■ PASSAGE SHOWN ■

==============================

Who, then, was Jesus, the "new Adam"? "This may be as far as the book goes for you," Silf warns. She reminds us that Jesus wrote nothing, left behind neither a philosophy nor a theology, established no form of government. Some would argue he established no church, founded no new religion. What he did leave behind was a spirit. "He entrusted the ongoing evolution of the human family to a few men and women who had understood who he was."

Silf's Jesus came up from the earth, not down from the heavens, and he did so just at the moment when homo sapiens was becoming spiritually aware. Jesus used the "lever" of love to shift the course of human evolution. Silf cannot accept the idea that he died to atone for sin. The God of compassion could not have demanded a blood sacrifice--the ultimate death penalty--to pay the price for some fall in the Garden 100,000 years before. Jesus was killed, rather, because he evoked the "shadow" side of a human nature incompletely evolved.

Did he rise from the dead? Silf imagines Jesus becoming a "wave of pure energy" that many call the Holy Spirit. He is the perfect model of where evolution is heading, or at least has the chance to head: a stage in which humanity fully reflects the divine life.

==============================

■ DATASET SECTION ■
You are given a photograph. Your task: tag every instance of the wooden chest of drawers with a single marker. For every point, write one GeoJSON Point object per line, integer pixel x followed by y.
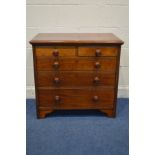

==============================

■ THE EXERCISE ■
Reproduce the passage on Silf's view of Jesus in full, word for word. The listing has no connection to the passage on Silf's view of Jesus.

■ OUTPUT FOR THIS TASK ■
Who, then, was Jesus, the "new Adam"? "This may be as far as the book goes for you," Silf warns. She reminds us that Jesus wrote nothing, left behind neither a philosophy nor a theology, established no form of government. Some would argue he established no church, founded no new religion. What he did leave behind was a spirit. "He entrusted the ongoing evolution of the human family to a few men and women who had understood who he was."

Silf's Jesus came up from the earth, not down from the heavens, and he did so just at the moment when homo sapiens was becoming spiritually aware. Jesus used the "lever" of love to shift the course of human evolution. Silf cannot accept the idea that he died to atone for sin. The God of compassion could not have demanded a blood sacrifice--the ultimate death penalty--to pay the price for some fall in the Garden 100,000 years before. Jesus was killed, rather, because he evoked the "shadow" side of a human nature incompletely evolved.

Did he rise from the dead? Silf imagines Jesus becoming a "wave of pure energy" that many call the Holy Spirit. He is the perfect model of where evolution is heading, or at least has the chance to head: a stage in which humanity fully reflects the divine life.